Object location annotation data:
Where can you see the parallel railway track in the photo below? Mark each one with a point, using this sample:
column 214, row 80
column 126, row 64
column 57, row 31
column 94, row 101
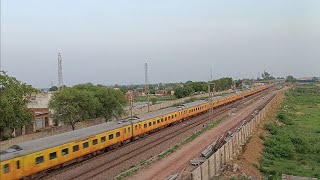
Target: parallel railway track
column 118, row 159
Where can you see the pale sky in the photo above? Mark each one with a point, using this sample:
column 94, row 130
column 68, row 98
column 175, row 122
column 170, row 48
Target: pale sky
column 108, row 42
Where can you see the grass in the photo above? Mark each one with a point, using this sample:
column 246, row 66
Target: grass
column 169, row 151
column 159, row 98
column 294, row 144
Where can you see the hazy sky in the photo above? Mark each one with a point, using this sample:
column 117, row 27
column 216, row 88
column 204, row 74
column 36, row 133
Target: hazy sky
column 108, row 42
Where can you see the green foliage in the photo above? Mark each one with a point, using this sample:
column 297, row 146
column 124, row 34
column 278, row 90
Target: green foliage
column 181, row 92
column 294, row 146
column 13, row 105
column 198, row 86
column 239, row 84
column 53, row 88
column 153, row 100
column 266, row 76
column 223, row 84
column 290, row 79
column 112, row 102
column 86, row 101
column 72, row 105
column 271, row 127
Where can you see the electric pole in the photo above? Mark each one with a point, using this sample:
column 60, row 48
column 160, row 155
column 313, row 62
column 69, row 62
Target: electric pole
column 60, row 76
column 210, row 96
column 146, row 85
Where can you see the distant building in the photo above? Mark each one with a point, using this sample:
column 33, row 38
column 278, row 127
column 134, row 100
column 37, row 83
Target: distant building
column 256, row 84
column 306, row 79
column 161, row 92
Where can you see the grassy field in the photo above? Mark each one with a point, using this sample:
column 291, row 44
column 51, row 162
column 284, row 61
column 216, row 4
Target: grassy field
column 159, row 98
column 294, row 144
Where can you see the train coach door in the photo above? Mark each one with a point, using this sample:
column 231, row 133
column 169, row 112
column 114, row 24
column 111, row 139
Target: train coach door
column 17, row 168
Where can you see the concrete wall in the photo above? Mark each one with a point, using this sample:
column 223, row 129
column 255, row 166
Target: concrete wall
column 41, row 100
column 214, row 165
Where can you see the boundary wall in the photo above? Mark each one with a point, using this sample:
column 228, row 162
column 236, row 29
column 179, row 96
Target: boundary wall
column 214, row 165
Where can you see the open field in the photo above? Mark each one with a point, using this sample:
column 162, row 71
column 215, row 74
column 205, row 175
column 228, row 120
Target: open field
column 159, row 98
column 293, row 146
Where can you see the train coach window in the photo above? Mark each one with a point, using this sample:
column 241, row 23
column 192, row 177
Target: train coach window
column 52, row 155
column 85, row 145
column 75, row 148
column 103, row 139
column 39, row 160
column 95, row 142
column 18, row 164
column 65, row 151
column 6, row 168
column 110, row 136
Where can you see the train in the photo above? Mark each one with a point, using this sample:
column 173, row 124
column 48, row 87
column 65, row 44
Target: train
column 34, row 158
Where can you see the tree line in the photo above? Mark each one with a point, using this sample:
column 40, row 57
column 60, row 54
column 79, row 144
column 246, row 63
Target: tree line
column 13, row 104
column 87, row 101
column 221, row 84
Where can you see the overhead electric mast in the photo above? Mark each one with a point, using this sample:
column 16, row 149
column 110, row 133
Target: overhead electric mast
column 60, row 76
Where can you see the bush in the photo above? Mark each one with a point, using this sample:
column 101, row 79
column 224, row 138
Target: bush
column 271, row 127
column 282, row 117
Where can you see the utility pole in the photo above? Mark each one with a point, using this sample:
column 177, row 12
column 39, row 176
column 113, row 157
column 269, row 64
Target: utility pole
column 210, row 96
column 146, row 85
column 60, row 76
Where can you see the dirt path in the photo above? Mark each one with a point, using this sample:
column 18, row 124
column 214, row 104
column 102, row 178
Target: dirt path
column 178, row 161
column 249, row 159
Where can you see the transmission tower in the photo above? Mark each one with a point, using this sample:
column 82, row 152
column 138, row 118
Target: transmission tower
column 146, row 83
column 60, row 76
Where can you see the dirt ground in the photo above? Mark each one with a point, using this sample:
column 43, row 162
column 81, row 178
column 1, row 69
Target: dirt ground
column 249, row 159
column 178, row 161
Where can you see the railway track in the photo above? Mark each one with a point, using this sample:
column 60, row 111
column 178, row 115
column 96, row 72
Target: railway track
column 117, row 159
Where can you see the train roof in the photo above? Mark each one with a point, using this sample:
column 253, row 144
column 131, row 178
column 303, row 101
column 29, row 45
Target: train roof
column 81, row 134
column 57, row 140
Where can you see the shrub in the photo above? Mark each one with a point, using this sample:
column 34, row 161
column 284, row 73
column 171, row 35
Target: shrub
column 271, row 127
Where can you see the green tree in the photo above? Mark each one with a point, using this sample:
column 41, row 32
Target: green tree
column 267, row 76
column 223, row 84
column 181, row 92
column 14, row 96
column 239, row 84
column 72, row 105
column 153, row 100
column 53, row 88
column 112, row 102
column 290, row 79
column 198, row 86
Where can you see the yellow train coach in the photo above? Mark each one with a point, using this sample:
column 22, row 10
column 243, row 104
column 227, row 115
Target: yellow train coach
column 32, row 158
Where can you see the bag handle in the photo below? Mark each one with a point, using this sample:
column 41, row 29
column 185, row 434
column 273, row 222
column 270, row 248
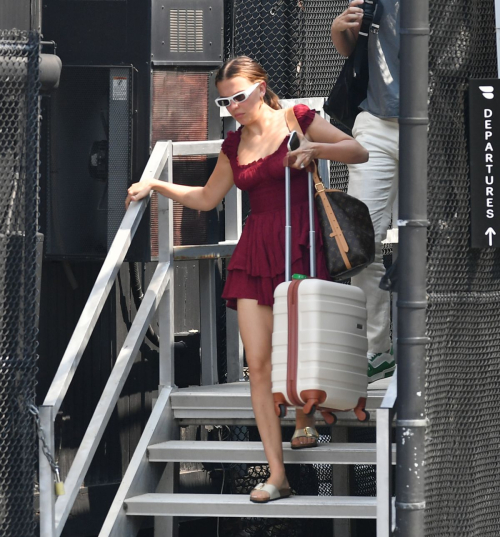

Aim: Count the lines in the items above that contain the string "coach", with case counting. Reply with the number only.

Written solution: 6